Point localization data
--*--

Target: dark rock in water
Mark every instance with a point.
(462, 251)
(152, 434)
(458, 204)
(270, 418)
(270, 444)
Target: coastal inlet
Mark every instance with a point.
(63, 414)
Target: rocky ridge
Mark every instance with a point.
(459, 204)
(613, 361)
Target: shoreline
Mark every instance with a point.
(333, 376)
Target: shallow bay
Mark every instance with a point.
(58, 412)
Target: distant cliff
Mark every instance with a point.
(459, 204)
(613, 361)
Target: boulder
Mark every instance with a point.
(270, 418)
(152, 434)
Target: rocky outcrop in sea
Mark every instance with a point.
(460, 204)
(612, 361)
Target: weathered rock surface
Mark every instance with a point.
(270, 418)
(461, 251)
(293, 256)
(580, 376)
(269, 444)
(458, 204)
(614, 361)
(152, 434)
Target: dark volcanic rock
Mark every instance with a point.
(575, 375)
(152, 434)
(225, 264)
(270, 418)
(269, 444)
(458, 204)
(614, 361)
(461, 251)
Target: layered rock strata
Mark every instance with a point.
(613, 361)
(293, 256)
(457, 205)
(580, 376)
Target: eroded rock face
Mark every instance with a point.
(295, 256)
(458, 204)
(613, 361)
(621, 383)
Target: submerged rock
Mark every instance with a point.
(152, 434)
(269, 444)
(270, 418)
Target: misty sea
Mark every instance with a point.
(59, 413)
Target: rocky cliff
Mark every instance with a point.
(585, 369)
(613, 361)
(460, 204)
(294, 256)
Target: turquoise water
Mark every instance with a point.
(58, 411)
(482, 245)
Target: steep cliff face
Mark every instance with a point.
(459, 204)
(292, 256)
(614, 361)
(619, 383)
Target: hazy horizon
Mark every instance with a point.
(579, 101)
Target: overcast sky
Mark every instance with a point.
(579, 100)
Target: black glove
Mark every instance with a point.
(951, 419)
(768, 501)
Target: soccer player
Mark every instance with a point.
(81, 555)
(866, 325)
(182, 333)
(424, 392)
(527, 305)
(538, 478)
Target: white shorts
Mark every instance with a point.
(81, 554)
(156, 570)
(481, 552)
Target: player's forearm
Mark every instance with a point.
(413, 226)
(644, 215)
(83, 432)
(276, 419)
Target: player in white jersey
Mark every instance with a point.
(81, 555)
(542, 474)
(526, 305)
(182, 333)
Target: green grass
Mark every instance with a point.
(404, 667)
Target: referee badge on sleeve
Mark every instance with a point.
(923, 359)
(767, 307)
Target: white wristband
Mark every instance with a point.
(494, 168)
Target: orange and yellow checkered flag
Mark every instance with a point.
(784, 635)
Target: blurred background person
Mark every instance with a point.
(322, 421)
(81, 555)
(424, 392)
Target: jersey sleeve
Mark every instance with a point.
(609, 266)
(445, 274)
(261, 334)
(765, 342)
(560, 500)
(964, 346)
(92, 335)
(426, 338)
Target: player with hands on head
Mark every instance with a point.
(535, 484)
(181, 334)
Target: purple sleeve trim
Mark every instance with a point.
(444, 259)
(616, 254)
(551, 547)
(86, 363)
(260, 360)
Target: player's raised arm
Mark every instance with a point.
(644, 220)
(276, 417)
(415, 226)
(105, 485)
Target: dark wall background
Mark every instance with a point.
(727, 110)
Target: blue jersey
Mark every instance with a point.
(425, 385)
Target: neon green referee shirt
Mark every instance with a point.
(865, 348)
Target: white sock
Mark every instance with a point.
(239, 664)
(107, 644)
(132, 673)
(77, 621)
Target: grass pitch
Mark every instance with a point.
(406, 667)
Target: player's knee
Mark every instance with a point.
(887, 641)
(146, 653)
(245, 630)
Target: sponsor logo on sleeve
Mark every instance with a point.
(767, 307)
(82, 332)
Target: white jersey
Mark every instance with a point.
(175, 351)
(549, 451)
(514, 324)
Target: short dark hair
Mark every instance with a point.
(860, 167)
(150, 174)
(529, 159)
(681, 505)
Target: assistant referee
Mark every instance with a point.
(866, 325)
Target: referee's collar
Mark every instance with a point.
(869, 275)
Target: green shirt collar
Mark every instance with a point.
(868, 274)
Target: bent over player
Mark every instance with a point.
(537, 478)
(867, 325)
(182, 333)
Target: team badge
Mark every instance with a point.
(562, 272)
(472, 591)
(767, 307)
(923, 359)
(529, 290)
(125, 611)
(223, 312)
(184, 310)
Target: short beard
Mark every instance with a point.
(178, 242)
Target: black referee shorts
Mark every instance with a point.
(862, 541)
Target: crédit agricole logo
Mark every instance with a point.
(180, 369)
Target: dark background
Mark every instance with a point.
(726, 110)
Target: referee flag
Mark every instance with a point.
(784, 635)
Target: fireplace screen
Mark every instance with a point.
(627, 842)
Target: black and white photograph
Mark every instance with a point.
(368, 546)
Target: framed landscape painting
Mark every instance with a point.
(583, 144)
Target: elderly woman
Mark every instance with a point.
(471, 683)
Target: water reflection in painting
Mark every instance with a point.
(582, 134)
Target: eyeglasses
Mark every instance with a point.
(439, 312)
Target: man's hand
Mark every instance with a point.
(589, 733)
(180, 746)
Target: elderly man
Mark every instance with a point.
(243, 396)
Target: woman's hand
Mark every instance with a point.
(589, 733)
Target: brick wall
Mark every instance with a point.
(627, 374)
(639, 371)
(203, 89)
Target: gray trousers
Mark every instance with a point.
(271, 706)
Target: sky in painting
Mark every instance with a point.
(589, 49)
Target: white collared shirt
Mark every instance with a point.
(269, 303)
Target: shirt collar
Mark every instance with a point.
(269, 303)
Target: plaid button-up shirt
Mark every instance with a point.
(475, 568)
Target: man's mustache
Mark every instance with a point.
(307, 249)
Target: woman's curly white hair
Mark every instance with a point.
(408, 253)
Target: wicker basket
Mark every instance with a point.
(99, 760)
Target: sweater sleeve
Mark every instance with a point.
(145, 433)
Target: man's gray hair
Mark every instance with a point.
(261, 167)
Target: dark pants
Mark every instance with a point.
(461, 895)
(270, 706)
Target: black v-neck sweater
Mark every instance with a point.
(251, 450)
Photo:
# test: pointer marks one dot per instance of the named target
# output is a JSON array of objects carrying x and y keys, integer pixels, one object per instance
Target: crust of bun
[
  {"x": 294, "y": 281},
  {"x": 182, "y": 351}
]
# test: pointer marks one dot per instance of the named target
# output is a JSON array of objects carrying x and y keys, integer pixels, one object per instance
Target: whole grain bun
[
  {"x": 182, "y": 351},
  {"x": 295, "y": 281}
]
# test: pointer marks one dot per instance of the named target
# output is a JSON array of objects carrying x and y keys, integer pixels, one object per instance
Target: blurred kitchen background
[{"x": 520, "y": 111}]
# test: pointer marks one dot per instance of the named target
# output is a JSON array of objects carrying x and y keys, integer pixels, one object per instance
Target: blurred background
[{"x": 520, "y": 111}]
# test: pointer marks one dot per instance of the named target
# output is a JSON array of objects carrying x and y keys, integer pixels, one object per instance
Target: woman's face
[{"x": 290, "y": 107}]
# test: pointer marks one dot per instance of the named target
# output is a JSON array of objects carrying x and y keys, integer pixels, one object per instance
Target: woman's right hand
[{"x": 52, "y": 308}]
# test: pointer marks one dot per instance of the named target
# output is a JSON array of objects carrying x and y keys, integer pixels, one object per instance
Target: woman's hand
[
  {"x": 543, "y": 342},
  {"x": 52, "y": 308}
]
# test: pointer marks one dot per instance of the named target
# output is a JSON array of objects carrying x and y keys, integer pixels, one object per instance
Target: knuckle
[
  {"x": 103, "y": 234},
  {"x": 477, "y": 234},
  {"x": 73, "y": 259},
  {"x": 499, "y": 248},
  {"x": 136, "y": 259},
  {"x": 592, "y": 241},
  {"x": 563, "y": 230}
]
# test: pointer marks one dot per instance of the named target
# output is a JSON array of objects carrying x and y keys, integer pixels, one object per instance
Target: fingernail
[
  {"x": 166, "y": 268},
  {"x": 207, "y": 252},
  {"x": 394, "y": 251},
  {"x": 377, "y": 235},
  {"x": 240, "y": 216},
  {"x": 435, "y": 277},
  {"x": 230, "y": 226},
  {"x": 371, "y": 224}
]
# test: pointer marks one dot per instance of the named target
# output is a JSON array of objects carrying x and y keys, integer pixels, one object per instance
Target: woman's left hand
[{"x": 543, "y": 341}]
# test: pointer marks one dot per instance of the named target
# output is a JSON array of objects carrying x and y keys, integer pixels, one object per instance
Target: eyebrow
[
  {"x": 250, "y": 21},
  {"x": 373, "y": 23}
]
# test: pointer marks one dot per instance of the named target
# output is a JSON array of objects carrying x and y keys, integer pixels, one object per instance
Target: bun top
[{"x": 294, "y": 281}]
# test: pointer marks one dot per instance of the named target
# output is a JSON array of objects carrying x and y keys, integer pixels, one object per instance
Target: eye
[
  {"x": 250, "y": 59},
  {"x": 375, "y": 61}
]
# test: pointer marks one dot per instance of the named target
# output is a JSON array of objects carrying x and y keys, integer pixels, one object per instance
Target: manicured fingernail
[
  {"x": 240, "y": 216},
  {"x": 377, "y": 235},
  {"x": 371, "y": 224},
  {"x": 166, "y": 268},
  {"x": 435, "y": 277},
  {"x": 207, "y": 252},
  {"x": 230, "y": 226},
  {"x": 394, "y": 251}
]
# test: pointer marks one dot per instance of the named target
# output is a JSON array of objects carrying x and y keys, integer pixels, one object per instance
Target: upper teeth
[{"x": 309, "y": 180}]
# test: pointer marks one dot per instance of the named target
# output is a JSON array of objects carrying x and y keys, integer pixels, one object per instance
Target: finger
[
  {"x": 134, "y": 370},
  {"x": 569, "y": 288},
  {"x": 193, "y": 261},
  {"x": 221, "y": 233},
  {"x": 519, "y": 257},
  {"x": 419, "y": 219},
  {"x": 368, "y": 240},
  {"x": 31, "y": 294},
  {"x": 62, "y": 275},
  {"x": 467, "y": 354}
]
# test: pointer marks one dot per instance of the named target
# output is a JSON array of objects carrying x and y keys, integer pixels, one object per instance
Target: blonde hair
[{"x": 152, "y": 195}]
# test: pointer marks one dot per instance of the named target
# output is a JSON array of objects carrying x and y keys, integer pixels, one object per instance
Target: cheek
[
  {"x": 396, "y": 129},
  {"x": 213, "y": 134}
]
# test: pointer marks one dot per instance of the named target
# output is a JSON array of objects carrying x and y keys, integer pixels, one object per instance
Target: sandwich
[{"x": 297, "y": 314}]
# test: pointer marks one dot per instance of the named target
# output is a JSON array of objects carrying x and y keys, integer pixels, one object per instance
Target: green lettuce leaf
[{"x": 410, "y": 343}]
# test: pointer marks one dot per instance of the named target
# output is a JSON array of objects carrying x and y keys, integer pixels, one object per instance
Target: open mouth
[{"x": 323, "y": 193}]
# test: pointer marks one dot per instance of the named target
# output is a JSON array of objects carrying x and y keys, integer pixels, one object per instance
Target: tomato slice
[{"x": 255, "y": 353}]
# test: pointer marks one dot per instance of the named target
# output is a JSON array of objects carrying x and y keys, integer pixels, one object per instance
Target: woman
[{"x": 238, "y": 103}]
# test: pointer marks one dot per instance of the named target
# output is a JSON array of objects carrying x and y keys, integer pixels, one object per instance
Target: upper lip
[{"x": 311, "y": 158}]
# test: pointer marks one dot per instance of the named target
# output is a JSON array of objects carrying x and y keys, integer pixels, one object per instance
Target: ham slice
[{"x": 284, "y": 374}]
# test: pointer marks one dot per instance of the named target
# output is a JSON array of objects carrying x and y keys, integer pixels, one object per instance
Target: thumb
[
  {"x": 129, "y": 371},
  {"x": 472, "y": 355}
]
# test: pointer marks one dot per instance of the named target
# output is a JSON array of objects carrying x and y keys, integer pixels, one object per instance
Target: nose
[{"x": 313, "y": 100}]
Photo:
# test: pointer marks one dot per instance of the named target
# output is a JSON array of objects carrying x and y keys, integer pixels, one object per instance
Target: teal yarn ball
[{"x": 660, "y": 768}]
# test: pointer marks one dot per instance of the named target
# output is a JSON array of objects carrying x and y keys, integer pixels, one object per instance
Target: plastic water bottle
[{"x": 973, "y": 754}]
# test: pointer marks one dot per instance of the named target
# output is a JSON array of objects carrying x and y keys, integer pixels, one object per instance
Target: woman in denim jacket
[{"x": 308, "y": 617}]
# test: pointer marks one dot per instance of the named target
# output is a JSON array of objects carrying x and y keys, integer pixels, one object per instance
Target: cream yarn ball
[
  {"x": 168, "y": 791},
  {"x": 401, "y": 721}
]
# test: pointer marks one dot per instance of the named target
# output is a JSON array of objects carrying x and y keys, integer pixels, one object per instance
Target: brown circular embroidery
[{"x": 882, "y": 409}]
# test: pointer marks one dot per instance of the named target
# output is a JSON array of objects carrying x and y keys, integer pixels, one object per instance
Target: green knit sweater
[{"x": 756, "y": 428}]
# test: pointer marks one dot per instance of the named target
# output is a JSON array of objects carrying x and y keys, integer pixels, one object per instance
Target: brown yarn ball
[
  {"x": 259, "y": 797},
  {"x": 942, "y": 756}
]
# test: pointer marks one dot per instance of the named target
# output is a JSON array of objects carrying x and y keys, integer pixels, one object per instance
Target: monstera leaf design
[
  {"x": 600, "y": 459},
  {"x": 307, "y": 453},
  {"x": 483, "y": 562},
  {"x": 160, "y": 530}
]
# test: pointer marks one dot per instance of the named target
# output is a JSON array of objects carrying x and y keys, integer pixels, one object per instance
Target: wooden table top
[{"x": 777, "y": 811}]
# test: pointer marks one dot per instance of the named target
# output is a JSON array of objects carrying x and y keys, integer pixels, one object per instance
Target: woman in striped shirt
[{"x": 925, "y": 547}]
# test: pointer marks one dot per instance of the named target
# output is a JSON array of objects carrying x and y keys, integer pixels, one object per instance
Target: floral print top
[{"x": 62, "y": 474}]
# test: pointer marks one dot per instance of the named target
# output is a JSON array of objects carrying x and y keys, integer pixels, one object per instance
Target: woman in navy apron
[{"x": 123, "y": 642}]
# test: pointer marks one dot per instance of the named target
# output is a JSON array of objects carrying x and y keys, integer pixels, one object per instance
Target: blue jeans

--*--

__WORK TO BE COMPLETED__
What lines of the preceding data include the string "painting"? Pull them out.

__WRITTEN RESPONSE__
Target: framed landscape painting
Target: water reflection in painting
Target: sky in painting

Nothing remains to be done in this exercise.